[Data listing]
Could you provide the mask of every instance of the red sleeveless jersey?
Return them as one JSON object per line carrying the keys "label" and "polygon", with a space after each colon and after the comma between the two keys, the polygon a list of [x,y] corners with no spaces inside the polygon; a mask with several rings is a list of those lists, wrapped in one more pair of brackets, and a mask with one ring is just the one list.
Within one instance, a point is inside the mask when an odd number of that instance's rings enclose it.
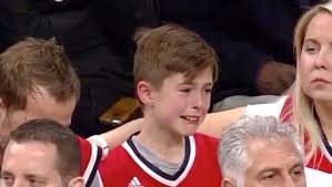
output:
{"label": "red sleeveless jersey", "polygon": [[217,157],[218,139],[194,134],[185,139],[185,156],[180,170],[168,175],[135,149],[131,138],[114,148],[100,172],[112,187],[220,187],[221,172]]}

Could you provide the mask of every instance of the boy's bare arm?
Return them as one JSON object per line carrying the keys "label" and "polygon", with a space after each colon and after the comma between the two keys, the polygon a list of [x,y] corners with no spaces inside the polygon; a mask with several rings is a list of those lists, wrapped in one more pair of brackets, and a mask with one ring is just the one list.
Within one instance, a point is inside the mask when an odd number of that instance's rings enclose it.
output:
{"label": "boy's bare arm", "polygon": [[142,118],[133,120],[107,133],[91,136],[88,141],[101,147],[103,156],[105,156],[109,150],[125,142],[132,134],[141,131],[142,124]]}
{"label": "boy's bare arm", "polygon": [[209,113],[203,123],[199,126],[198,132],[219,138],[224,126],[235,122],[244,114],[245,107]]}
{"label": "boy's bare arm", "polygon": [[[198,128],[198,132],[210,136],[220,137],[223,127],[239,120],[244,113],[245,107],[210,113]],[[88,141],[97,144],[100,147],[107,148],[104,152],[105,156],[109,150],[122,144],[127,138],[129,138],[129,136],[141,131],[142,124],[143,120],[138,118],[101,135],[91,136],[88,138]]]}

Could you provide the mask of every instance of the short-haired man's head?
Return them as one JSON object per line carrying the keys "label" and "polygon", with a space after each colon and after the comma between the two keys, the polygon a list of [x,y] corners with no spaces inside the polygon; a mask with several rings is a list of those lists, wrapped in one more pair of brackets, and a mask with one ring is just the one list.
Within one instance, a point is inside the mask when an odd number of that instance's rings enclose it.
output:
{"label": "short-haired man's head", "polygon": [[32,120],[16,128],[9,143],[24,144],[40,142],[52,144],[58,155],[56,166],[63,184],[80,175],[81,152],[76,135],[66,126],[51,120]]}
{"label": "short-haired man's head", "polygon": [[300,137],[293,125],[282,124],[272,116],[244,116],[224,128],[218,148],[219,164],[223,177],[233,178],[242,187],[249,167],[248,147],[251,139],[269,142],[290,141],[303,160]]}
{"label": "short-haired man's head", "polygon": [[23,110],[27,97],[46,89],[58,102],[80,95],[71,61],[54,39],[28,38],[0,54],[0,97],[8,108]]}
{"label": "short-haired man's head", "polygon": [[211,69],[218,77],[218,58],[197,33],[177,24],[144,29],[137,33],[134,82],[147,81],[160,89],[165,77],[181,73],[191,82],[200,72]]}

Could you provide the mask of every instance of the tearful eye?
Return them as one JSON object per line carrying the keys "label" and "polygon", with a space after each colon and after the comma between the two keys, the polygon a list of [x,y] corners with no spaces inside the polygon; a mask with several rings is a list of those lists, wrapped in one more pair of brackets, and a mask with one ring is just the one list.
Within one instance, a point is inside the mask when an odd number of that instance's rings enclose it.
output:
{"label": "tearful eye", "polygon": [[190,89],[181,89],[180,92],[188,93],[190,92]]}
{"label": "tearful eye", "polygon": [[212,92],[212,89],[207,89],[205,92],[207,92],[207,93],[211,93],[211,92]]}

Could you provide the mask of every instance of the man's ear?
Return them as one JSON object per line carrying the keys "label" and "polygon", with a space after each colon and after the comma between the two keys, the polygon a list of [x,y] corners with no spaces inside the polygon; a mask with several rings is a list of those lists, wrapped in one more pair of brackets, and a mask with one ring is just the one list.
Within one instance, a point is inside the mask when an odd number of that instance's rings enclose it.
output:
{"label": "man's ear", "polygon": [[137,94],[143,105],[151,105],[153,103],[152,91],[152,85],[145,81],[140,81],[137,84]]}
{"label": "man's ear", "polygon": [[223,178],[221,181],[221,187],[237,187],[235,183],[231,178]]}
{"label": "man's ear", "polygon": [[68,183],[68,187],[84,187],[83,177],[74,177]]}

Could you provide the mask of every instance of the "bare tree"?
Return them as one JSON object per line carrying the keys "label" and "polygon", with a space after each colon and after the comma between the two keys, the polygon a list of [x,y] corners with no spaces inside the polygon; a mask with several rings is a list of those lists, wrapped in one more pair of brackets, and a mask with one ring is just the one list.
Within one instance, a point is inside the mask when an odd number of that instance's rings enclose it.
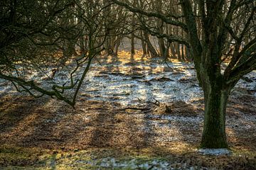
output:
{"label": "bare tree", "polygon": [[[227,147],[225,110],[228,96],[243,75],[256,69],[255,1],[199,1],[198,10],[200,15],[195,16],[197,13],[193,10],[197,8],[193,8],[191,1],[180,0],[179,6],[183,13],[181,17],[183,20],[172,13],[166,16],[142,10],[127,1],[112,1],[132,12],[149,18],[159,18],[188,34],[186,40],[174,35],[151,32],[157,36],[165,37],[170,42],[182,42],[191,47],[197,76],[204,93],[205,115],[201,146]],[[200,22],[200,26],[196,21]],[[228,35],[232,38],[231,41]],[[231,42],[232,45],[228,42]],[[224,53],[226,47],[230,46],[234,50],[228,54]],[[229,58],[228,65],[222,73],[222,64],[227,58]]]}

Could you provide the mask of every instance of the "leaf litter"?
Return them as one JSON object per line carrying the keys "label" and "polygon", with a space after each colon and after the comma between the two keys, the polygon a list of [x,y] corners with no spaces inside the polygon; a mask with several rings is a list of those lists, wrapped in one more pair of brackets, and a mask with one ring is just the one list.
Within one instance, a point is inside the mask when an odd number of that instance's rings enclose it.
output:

---

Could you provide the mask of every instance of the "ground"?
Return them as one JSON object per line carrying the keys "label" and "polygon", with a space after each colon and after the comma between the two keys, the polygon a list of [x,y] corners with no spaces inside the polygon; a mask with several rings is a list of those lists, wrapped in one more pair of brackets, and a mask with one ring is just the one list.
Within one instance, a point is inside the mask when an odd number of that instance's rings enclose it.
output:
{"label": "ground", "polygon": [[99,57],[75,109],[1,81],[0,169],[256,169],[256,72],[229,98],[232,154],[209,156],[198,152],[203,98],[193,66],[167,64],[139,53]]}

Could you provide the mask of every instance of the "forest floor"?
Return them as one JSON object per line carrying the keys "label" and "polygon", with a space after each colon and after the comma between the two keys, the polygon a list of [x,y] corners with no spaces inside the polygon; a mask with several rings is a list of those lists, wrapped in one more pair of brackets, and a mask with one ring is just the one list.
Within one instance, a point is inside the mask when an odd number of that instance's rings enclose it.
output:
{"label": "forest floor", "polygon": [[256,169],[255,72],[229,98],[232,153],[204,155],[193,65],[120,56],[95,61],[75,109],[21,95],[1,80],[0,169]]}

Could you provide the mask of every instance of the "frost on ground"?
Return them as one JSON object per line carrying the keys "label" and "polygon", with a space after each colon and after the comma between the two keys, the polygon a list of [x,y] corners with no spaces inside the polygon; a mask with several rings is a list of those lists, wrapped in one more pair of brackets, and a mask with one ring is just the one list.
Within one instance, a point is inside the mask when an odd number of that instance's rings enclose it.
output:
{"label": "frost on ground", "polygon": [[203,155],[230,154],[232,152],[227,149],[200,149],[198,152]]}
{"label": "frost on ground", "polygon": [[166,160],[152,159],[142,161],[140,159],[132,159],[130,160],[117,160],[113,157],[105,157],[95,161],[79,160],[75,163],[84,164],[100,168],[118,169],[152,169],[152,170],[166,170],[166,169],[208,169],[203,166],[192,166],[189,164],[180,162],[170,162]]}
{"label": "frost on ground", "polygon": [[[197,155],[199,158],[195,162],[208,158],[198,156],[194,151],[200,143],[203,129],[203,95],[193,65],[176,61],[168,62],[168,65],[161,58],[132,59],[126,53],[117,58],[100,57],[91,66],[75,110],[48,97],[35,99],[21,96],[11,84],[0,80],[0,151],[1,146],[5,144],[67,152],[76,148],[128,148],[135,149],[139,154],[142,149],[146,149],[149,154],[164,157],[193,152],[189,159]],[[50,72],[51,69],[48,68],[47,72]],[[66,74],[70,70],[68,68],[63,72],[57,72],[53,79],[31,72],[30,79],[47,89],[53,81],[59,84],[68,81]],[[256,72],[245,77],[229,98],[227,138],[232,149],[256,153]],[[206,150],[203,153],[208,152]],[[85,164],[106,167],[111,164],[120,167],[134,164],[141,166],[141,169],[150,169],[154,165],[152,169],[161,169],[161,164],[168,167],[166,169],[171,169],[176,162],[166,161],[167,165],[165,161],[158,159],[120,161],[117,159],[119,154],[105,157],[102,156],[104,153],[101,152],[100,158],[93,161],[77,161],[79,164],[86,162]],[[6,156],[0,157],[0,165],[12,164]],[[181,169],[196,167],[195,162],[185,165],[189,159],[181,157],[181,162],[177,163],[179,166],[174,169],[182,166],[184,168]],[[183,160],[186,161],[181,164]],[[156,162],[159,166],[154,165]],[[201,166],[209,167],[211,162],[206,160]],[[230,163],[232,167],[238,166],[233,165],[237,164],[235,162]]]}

==

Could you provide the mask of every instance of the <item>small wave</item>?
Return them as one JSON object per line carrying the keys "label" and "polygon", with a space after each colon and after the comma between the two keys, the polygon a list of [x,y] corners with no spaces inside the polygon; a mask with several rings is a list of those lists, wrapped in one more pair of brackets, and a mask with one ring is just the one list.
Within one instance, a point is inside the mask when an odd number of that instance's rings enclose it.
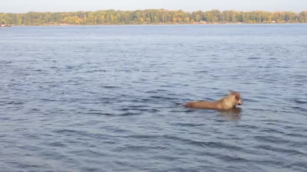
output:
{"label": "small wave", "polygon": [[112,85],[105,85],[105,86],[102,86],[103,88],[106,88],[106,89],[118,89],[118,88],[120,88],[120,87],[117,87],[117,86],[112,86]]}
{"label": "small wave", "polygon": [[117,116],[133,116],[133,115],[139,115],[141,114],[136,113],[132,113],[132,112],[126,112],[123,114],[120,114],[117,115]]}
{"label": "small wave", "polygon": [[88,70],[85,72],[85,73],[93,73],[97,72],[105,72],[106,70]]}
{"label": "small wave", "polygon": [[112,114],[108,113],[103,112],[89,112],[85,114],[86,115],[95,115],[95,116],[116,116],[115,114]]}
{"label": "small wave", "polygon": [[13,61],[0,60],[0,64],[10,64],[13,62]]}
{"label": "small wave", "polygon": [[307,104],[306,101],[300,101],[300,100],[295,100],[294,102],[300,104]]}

> Stated task:
Pull out each line of the data above that contains the string "frost". Copy those lines unchanged.

> Response:
Could you provide the mask of every instance of the "frost on ground"?
{"label": "frost on ground", "polygon": [[203,155],[230,154],[232,152],[227,149],[200,149],[198,152]]}
{"label": "frost on ground", "polygon": [[166,160],[152,159],[142,161],[140,159],[132,159],[130,160],[117,160],[113,157],[105,157],[95,161],[79,160],[75,163],[84,164],[100,168],[118,169],[152,169],[152,170],[166,170],[166,169],[208,169],[203,166],[192,166],[189,164],[180,162],[170,162]]}
{"label": "frost on ground", "polygon": [[[197,155],[199,158],[195,162],[208,158],[198,156],[194,151],[200,143],[203,129],[203,95],[193,65],[176,61],[168,62],[168,65],[161,58],[132,59],[126,53],[117,58],[100,57],[91,66],[75,110],[48,97],[35,99],[21,96],[11,84],[0,80],[0,151],[1,146],[5,144],[67,152],[76,148],[128,148],[135,149],[139,154],[142,149],[146,149],[149,154],[164,157],[193,152],[189,159]],[[50,72],[51,69],[48,68],[47,72]],[[66,74],[70,70],[68,68],[63,72],[57,72],[53,79],[31,72],[30,79],[47,89],[53,81],[59,84],[68,81]],[[256,72],[245,77],[229,98],[227,138],[232,149],[256,153]],[[206,150],[203,153],[208,152]],[[85,164],[106,167],[111,164],[120,167],[134,164],[141,166],[141,169],[150,169],[154,165],[152,169],[161,169],[161,164],[168,167],[166,169],[171,169],[176,162],[166,161],[167,165],[165,161],[158,159],[120,161],[117,159],[119,154],[105,157],[102,156],[104,153],[101,152],[100,158],[93,161],[77,161],[79,164],[86,162]],[[6,156],[0,157],[0,165],[12,164]],[[181,169],[196,167],[195,162],[185,165],[189,159],[181,157],[181,162],[177,163],[179,166],[174,169],[182,166],[184,168]],[[183,160],[186,161],[181,164]],[[156,162],[159,166],[154,165]],[[201,166],[209,167],[211,162],[206,160]],[[230,163],[232,167],[238,166],[233,165],[237,164],[235,162]]]}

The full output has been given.